__Set problem__. Reproduce the material exactly, omitting nothing.

__Input for this task__.
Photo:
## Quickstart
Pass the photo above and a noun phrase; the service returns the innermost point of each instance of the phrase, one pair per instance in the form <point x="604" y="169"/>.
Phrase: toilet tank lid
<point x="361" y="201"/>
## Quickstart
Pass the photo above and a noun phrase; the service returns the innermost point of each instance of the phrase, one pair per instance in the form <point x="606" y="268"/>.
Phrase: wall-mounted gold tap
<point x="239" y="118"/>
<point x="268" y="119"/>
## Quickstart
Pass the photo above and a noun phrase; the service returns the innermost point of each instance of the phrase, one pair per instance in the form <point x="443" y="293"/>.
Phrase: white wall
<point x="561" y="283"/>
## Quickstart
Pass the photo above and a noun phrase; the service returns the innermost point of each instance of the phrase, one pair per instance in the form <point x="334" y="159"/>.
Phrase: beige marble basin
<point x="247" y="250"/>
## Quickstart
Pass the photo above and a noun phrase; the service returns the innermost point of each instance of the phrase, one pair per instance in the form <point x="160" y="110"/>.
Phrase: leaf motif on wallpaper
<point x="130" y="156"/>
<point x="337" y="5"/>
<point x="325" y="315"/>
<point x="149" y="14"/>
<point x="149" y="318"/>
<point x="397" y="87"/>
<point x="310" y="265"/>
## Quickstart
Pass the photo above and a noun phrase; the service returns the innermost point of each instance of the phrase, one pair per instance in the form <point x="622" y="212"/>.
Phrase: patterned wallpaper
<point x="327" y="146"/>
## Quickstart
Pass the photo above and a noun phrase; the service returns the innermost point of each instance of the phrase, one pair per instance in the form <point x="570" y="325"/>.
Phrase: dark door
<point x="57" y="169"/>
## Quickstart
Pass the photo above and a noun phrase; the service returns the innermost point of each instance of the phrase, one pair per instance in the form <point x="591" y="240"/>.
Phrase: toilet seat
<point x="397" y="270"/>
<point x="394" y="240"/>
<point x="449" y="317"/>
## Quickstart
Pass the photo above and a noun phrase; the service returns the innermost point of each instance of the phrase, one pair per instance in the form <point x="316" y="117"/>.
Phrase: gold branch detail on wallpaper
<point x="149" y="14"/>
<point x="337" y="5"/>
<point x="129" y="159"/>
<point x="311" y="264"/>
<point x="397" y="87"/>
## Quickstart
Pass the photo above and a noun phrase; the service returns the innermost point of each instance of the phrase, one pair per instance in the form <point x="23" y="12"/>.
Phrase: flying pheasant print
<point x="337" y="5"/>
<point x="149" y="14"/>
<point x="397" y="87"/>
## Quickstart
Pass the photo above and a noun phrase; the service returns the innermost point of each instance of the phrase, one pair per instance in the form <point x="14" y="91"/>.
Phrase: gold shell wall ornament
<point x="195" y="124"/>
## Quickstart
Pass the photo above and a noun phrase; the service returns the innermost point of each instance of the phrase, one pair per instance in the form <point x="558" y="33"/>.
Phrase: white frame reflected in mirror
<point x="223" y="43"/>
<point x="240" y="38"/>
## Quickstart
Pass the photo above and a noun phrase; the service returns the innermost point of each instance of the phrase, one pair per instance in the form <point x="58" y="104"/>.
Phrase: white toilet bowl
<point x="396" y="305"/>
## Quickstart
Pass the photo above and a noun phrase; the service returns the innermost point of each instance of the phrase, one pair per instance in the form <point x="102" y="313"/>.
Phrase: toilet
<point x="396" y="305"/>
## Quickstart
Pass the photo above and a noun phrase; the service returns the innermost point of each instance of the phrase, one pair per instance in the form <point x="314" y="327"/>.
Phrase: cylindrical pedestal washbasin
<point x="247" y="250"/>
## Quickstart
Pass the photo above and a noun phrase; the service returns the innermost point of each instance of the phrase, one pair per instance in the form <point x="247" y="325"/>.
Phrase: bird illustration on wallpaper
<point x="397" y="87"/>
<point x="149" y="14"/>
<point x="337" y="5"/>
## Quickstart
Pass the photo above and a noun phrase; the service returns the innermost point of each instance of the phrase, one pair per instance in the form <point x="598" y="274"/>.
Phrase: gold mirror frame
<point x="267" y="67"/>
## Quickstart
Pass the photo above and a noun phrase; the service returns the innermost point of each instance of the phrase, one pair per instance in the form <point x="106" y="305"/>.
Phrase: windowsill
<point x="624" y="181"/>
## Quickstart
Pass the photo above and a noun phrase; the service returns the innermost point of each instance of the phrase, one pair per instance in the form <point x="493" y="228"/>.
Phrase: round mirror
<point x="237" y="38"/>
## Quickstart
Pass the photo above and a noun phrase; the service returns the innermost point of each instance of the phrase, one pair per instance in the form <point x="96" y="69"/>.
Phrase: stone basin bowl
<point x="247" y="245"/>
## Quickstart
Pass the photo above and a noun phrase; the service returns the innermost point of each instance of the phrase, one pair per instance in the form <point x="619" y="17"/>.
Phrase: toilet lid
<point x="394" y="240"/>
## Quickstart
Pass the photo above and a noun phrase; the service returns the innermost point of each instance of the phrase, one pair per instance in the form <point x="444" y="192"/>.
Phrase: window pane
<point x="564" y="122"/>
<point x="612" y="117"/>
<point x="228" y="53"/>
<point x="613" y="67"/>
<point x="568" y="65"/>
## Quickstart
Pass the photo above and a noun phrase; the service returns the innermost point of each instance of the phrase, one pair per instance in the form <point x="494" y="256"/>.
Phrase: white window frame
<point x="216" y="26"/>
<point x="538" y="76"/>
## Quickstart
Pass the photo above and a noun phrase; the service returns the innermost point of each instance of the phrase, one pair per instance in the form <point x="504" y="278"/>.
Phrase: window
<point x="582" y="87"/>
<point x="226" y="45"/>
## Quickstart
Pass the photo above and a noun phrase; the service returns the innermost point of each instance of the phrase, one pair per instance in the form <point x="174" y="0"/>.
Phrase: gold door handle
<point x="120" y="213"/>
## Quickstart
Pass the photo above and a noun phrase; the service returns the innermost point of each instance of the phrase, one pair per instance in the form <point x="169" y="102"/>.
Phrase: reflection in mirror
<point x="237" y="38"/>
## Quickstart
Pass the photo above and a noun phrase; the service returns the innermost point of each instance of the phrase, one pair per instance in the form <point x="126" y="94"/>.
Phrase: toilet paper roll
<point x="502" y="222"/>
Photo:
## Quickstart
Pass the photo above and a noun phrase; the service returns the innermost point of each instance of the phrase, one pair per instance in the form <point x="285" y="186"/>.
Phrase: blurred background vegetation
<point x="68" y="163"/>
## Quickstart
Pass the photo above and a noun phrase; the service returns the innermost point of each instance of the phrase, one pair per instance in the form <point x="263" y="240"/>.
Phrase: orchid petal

__Exercise answer__.
Photo:
## Quickstart
Pass the photo above and a noun phrase; the service returns the innermost point of each instance of the phrase, one pair per instance in the form <point x="604" y="169"/>.
Phrase: toilet tank lid
<point x="361" y="201"/>
## Quickstart
Pass the photo above and a noun phrase; the service returns the innermost point of each instance of the phrase, one pair per instance in the form <point x="606" y="268"/>.
Phrase: wall-mounted gold tap
<point x="239" y="118"/>
<point x="268" y="119"/>
## Quickstart
Pass the photo above and a noun phrase; the service returns the innermost point of each instance of the phrase, one pair per instance in the form <point x="443" y="293"/>.
Phrase: white wall
<point x="561" y="283"/>
## Quickstart
Pass the photo above and a noun phrase; the service returns the innermost point of each instance of the phrase, one pair per instance in the form <point x="334" y="159"/>.
Phrase: beige marble basin
<point x="247" y="250"/>
## Quickstart
Pass the photo above and a noun phrase; the service returns the innermost point of each instance of the phrase, one pair per instance in the form <point x="160" y="110"/>.
Phrase: leaf motif on wallpaper
<point x="130" y="156"/>
<point x="337" y="5"/>
<point x="325" y="315"/>
<point x="149" y="14"/>
<point x="149" y="318"/>
<point x="397" y="87"/>
<point x="310" y="265"/>
## Quickstart
Pass the photo above and a noun phrase; the service returns the innermost point of each instance of the phrase, one pair per instance in the form <point x="622" y="212"/>.
Phrase: patterned wallpaper
<point x="327" y="146"/>
## Quickstart
Pass the photo above and a noun phrase; the service returns the innermost point of each instance of the phrase, one pair per instance in the form <point x="570" y="325"/>.
Phrase: dark door
<point x="57" y="169"/>
## Quickstart
Pass the photo above and a noun phrase; the service returns the innermost point of each instance of the phrase, one pair per instance in the form <point x="591" y="240"/>.
Phrase: toilet seat
<point x="397" y="270"/>
<point x="394" y="240"/>
<point x="449" y="317"/>
## Quickstart
Pass the photo above and a noun phrase; the service returns the innermost point of each instance of the phrase, one pair per instance in the form <point x="316" y="117"/>.
Phrase: gold branch detail on wallpaper
<point x="149" y="14"/>
<point x="337" y="5"/>
<point x="129" y="159"/>
<point x="311" y="264"/>
<point x="397" y="87"/>
## Quickstart
Pass the photo above and a noun phrase; the service returns the innermost point of each instance of the phrase, one pair per instance in the form <point x="23" y="12"/>.
Phrase: flying pheasant print
<point x="337" y="5"/>
<point x="149" y="14"/>
<point x="397" y="87"/>
## Quickstart
Pass the photo above and a noun phrase; the service returns the innermost point of each instance of the phrase, one pair per instance in the form <point x="14" y="91"/>.
Phrase: gold shell wall ornament
<point x="195" y="124"/>
## Quickstart
Pass the photo above and a noun phrase; the service returns the innermost point of each instance of the phrase, one pair per instance in the form <point x="558" y="33"/>.
Phrase: white frame reflected in mirror
<point x="223" y="43"/>
<point x="240" y="38"/>
## Quickstart
Pass the photo above and a noun phrase; the service returns the innermost point of each instance of the phrase, one pair per instance in the form <point x="58" y="104"/>.
Phrase: white toilet bowl
<point x="396" y="305"/>
## Quickstart
Pass the photo above and a noun phrase; the service returns the innermost point of each instance of the phrase, one pair per instance in the form <point x="102" y="313"/>.
Phrase: toilet
<point x="396" y="305"/>
## Quickstart
Pass the photo above and a noun phrase; the service returns the innermost point of each instance of the phrase, one pair per instance in the form <point x="314" y="327"/>.
Phrase: cylindrical pedestal washbasin
<point x="247" y="250"/>
## Quickstart
Pass the photo above and a noun phrase; the service returns the innermost point of each instance of the phrase, one pair per instance in the form <point x="247" y="325"/>.
Phrase: bird illustration on wallpaper
<point x="397" y="87"/>
<point x="149" y="14"/>
<point x="337" y="5"/>
## Quickstart
Pass the photo above and a noun phrase; the service returns the innermost point of each instance of the phrase, one pair per instance in the form <point x="598" y="274"/>.
Phrase: gold mirror frame
<point x="267" y="67"/>
## Quickstart
Pass the photo above and a noun phrase; the service returns the innermost point of each instance of the phrase, one pair per instance in the form <point x="106" y="305"/>.
Phrase: windowsill
<point x="624" y="181"/>
## Quickstart
Pass the photo above and a noun phrase; the service returns the innermost point of each instance of the phrase, one pair per instance in the form <point x="493" y="228"/>.
Phrase: round mirror
<point x="237" y="38"/>
## Quickstart
Pass the photo above and a noun phrase; the service returns the innermost point of each instance of the phrase, one pair per instance in the form <point x="96" y="69"/>.
Phrase: stone basin bowl
<point x="247" y="245"/>
## Quickstart
Pass the photo above and a noun phrase; the service returns the innermost point of each instance of the phrase, one pair per instance in the form <point x="619" y="17"/>.
Phrase: toilet lid
<point x="394" y="240"/>
## Quickstart
Pass the photo above and a noun phrase; the service returns the innermost point of each instance of the phrase, one pair per instance in the form <point x="444" y="192"/>.
Phrase: window pane
<point x="564" y="122"/>
<point x="612" y="117"/>
<point x="228" y="53"/>
<point x="613" y="67"/>
<point x="568" y="65"/>
## Quickstart
Pass the photo above and a noun phrase; the service returns the innermost point of each instance of the phrase, one pair per instance in the form <point x="494" y="256"/>.
Phrase: white window frame
<point x="216" y="26"/>
<point x="538" y="76"/>
## Quickstart
Pass the photo above and a noun phrase; the service returns the innermost point of each instance of the phrase, one pair per instance in the form <point x="504" y="278"/>.
Phrase: window
<point x="582" y="87"/>
<point x="226" y="45"/>
## Quickstart
Pass the photo above and a noun phrase; the service returns the innermost point of each instance of the phrase, one pair per instance in the form <point x="174" y="0"/>.
Phrase: gold door handle
<point x="120" y="213"/>
## Quickstart
Pass the photo above and a noun phrase; the service returns the innermost point of each instance of the phrase, one pair per instance in the form <point x="169" y="102"/>.
Phrase: reflection in mirror
<point x="237" y="38"/>
## Quickstart
Pass the photo above and a noun phrase; the service returns the innermost point of each instance of the phrase, one pair per instance in the form <point x="126" y="94"/>.
Phrase: toilet paper roll
<point x="502" y="222"/>
Photo:
## Quickstart
Pass the photo above and a noun phrase; the service returns the innermost point of each instance of the phrase, one pair per instance in the form <point x="285" y="186"/>.
Phrase: blurred background vegetation
<point x="68" y="163"/>
## Quickstart
Pass the photo above and a noun phrase; the service returns the innermost point of each instance of the phrase, one pair per instance in the form <point x="263" y="240"/>.
Phrase: orchid petal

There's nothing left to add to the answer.